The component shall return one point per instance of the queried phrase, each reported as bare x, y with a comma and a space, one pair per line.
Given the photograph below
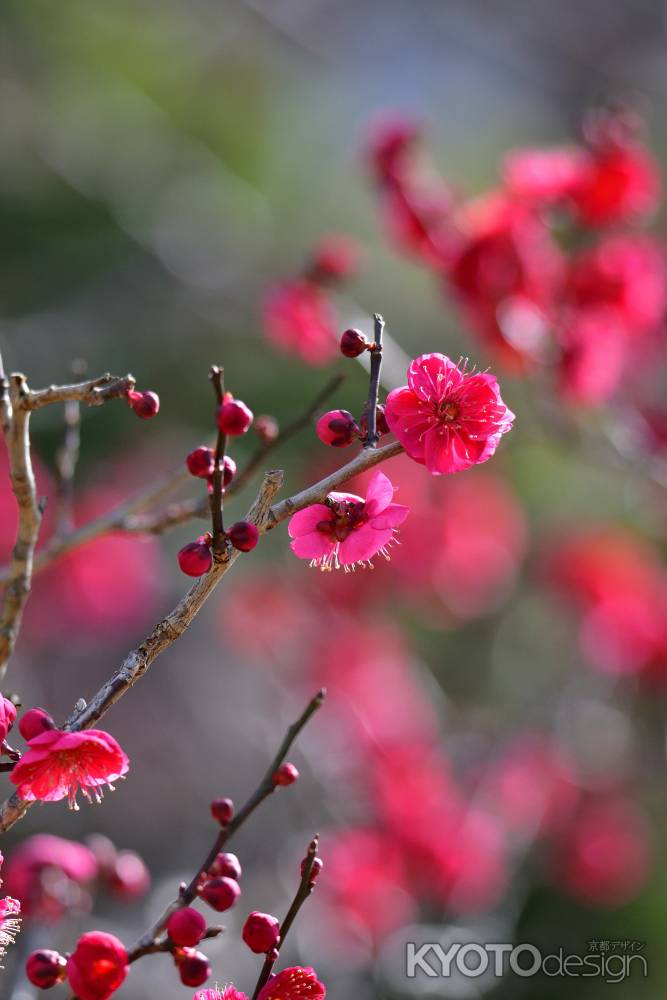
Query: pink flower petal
305, 521
409, 419
363, 544
390, 517
314, 545
431, 376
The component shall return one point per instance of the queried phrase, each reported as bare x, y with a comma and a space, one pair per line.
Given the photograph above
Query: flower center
346, 517
446, 410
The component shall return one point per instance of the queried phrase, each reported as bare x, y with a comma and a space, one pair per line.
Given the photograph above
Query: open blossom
347, 530
446, 418
10, 924
7, 717
58, 764
227, 993
49, 875
296, 983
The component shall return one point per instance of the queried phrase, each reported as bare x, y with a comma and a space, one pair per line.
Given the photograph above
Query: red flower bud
226, 864
34, 722
222, 810
97, 967
195, 558
261, 932
286, 774
315, 870
234, 417
353, 343
201, 462
186, 927
266, 428
220, 892
144, 404
194, 968
243, 535
337, 428
45, 969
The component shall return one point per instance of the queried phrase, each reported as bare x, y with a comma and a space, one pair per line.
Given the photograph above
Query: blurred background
490, 762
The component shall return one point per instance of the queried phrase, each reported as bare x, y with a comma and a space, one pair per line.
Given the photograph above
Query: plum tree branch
17, 589
266, 516
306, 886
265, 788
92, 392
135, 516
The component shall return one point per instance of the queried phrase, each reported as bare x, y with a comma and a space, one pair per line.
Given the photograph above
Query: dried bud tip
266, 428
34, 722
222, 810
315, 868
243, 535
45, 969
337, 428
193, 967
233, 417
261, 932
220, 892
201, 462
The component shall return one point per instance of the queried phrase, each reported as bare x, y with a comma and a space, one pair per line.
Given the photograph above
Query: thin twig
265, 788
166, 632
30, 516
306, 886
67, 458
364, 460
370, 410
5, 402
135, 517
94, 392
217, 376
166, 945
177, 621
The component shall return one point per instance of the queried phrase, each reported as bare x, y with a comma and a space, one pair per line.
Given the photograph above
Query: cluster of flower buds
233, 418
338, 428
196, 558
96, 968
219, 884
144, 404
201, 464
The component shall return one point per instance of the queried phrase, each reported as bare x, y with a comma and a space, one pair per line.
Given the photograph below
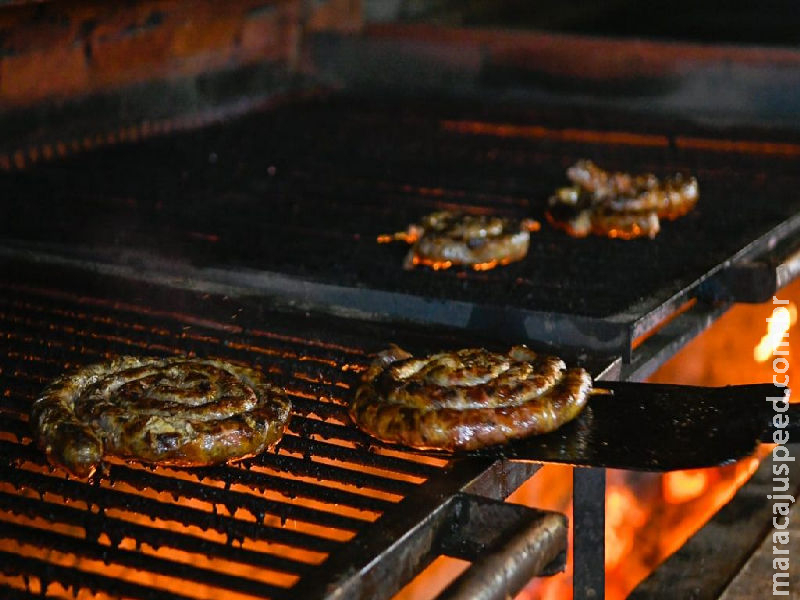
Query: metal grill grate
304, 190
254, 529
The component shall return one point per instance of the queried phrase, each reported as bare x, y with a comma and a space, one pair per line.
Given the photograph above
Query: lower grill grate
252, 529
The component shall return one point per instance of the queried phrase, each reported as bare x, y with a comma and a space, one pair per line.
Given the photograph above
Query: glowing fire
782, 319
683, 486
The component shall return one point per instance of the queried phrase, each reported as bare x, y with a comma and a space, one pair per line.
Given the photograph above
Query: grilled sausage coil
445, 238
467, 399
619, 204
173, 411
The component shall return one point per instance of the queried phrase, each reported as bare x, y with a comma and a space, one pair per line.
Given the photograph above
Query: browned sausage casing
467, 399
173, 411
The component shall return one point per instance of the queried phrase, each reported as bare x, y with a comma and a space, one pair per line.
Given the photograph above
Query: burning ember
649, 516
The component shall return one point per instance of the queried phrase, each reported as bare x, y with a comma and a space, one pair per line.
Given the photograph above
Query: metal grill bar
133, 559
292, 198
140, 479
118, 529
324, 474
187, 516
48, 572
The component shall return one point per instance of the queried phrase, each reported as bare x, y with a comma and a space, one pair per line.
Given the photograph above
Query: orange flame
683, 486
783, 317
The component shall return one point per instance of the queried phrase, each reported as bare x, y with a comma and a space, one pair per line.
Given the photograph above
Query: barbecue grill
243, 224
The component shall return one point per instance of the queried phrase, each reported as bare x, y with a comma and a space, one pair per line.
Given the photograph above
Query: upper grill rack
253, 529
303, 191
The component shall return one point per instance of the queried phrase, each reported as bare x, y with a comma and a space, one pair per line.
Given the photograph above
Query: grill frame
714, 292
185, 203
426, 511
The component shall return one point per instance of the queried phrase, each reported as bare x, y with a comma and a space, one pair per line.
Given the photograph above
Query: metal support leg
589, 521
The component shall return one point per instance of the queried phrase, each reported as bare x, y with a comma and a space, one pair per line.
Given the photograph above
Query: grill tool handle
792, 429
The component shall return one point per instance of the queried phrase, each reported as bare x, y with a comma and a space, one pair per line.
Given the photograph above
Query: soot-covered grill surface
257, 528
305, 189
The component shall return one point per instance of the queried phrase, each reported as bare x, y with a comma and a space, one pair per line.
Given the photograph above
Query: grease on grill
444, 239
618, 205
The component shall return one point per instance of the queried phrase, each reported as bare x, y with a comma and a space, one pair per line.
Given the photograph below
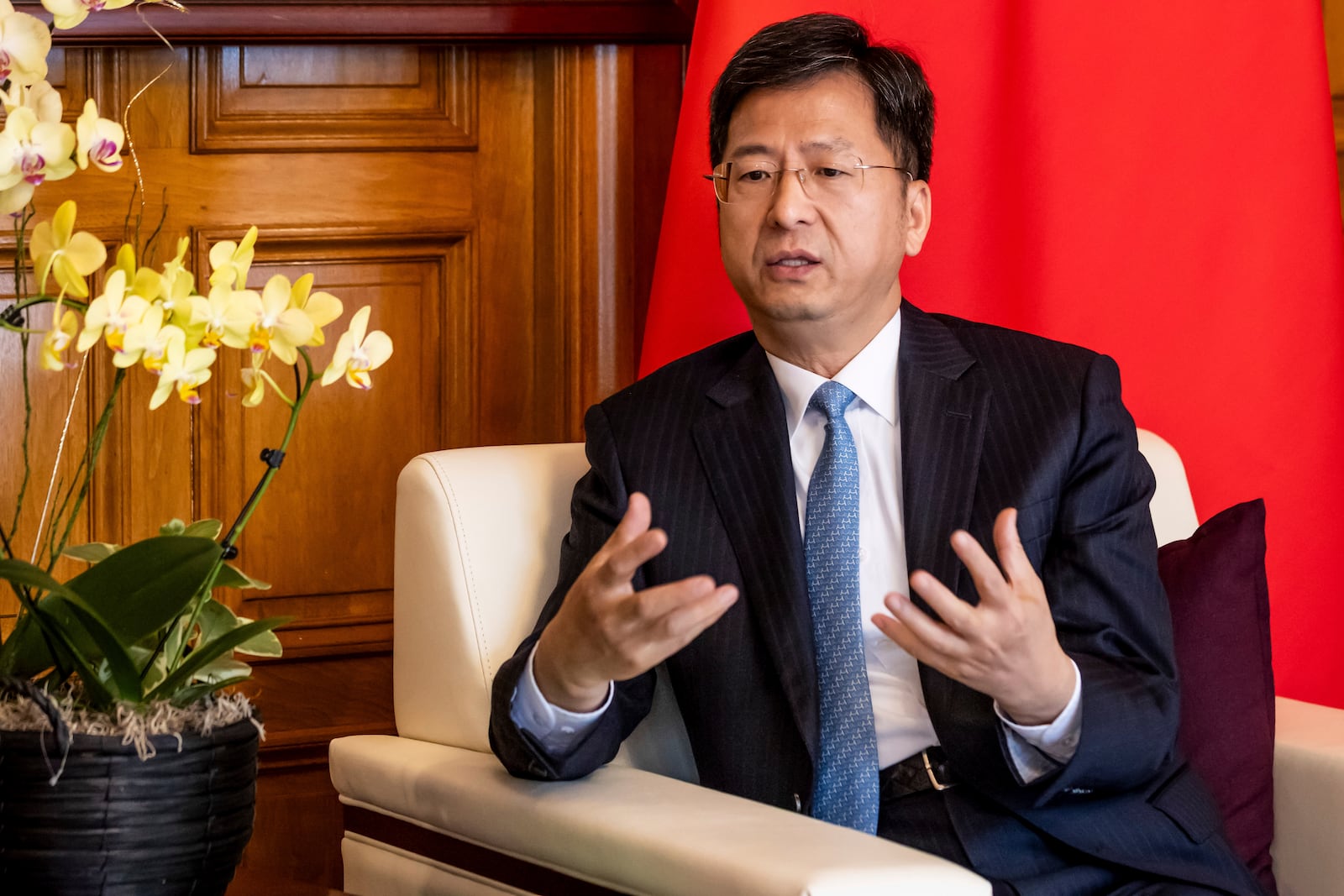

--- --- ---

In your reply, every line of the material should appear exactly as written, and no picture should.

• **Solution to this exercise**:
The component shall return one point per instance of the queried phrase, each reported as bare x, y with a comma and a space, one pair per line.
Given the photograph below
Query: pink flower petal
305, 521
409, 419
363, 544
390, 517
314, 545
431, 376
The component shall return one point per instance of the queried phrase, each reported as bare x, y with a comma and a space, one pair per line.
Given the photograph above
Query: flower center
346, 517
446, 410
The component shall return one point per instance of the queried phrase, each reported as bare x, y with a comma and a space, one pair per line.
Given the photograph above
Query: open blossom
347, 530
446, 418
10, 924
7, 717
58, 764
227, 993
49, 875
296, 983
The component shall return one point per instance of the queried phrase, each reported as bare x, y with a comma and a space, one pair per line.
Given the photograph above
Query: red flower bud
226, 864
34, 722
222, 810
97, 967
195, 558
261, 932
286, 774
315, 870
234, 417
353, 343
201, 462
186, 927
266, 428
220, 892
144, 404
194, 968
243, 535
337, 428
45, 969
The component shall return one point per instance of the queried phrase, each reported as bare x, y with a comma and a space, one pair per line.
Given the photograph above
Query: blurred background
490, 762
The component shall return one point per instance of the queried phrase, each reported as bare x, y with a comma and a space, one pair per line.
Given the photograph above
Query: plum tree branch
17, 589
266, 516
306, 886
265, 788
92, 392
135, 516
The component shall return one point per instance of the queried phrase, each reported as bare x, y with a comma and a space, one pair per line.
Given the photograph above
Query: dried bud tip
266, 428
34, 722
222, 810
315, 868
243, 535
45, 969
337, 428
193, 967
233, 417
261, 932
220, 892
201, 462
The component shall return one point per instance of the queried phrase, each reported as bare x, y with a comma and a space, one pair per line.
Given the photograph above
Query: thin twig
265, 788
166, 632
30, 516
306, 886
67, 458
364, 460
370, 410
5, 402
135, 517
94, 392
217, 376
166, 945
177, 621
The component shall return one point per instance of the queried phrase, each reported as bare x, y with a comma and a space, one pair per line.
Given the photograph above
Query: cluster of flower buds
233, 418
338, 428
196, 558
96, 968
219, 884
144, 404
201, 464
The component shall return one point per instance of the queried phrase, each reported as bare x, y with a comma and a space, one pair per line.
Given the photograph below
Query: metal grill grate
304, 190
254, 529
The component shall return one point per instance of the queried phrase, each reported as bare x, y with a comma and a space, one pair per line.
Given the photograph above
Query: lower grill grate
252, 529
The component shall return one point per instance of the queried phrase, each reported as bare x, y with a comma and a space, one pair per line.
Given the photograph above
Query: glowing fire
782, 319
683, 486
The component shall return one point per instance of the queried phrase, each reported as bare x, y with a comma and a space, one pair per line.
Given the photograph above
Query: grilled sausage coil
445, 238
467, 399
619, 204
173, 411
The component shall return one point per instance of the queried phrase, each reported as bare x, y with a comma and a space, one pair per line.
Given the photograph above
Query: browned sausage casing
467, 399
173, 411
The component shall return one point per instance of the queried phrase, each reported as bare x, y with a comma and a space, one pair per line.
Given the photograph above
Query: burning ember
649, 516
The component shall return one point per instance of the queried phrase, each reported as bare x, y with a comma and a space, one pair per line.
Given the photograph above
Query: metal grill bar
133, 559
292, 198
140, 479
118, 529
324, 474
187, 516
48, 572
The component shall return one point per instance of the queried phrase, each reported as bare x, y with a comma and a space, one pair per line.
Given the photograph above
Query: orange flame
683, 486
783, 317
The component shall return one point per instance of the queried phrase, each reported as bare x, y with a comma and a space, one pair per line.
Given the photograph above
Query: barbecue grill
243, 224
The component shall return one point per instance of the queried phrase, each reported as bare x, y with a comma and a space, one pair per line.
Given the photograph above
Query: upper grill rack
253, 529
303, 191
The component shall return one point per instance of the queried phrase, each reported as bare x, y with a comma and a space, one pair per line.
Given the photograph above
Query: grill frame
714, 292
185, 203
426, 511
The component shall return one point per instance of the queried phrase, each reported as bare x, y with a comma and a space, one pair per line.
Given the photograph above
Query: metal support leg
589, 521
The component shall return one point per instance of the queried phrase, each reported as bare x, y with a comma and a space, one pair per line.
Given the photograph above
Query: grill tool handle
792, 429
The component shall return one point per instance of the queried phrase, each reported as bare x, y with a comma and a space, one pair per line.
Given the photograph above
Query: soot-covered grill surface
257, 528
305, 189
The component shall return one point per instance of the queried phrase, each reported as bare x, y with a comma and a space, one pair per line.
Given the photograph above
Query: grease on grill
444, 239
618, 205
The component shall return one point per instance of the queried phrase, each reported as bare x, y with a comma and a space, one pair per line.
Given the photograph below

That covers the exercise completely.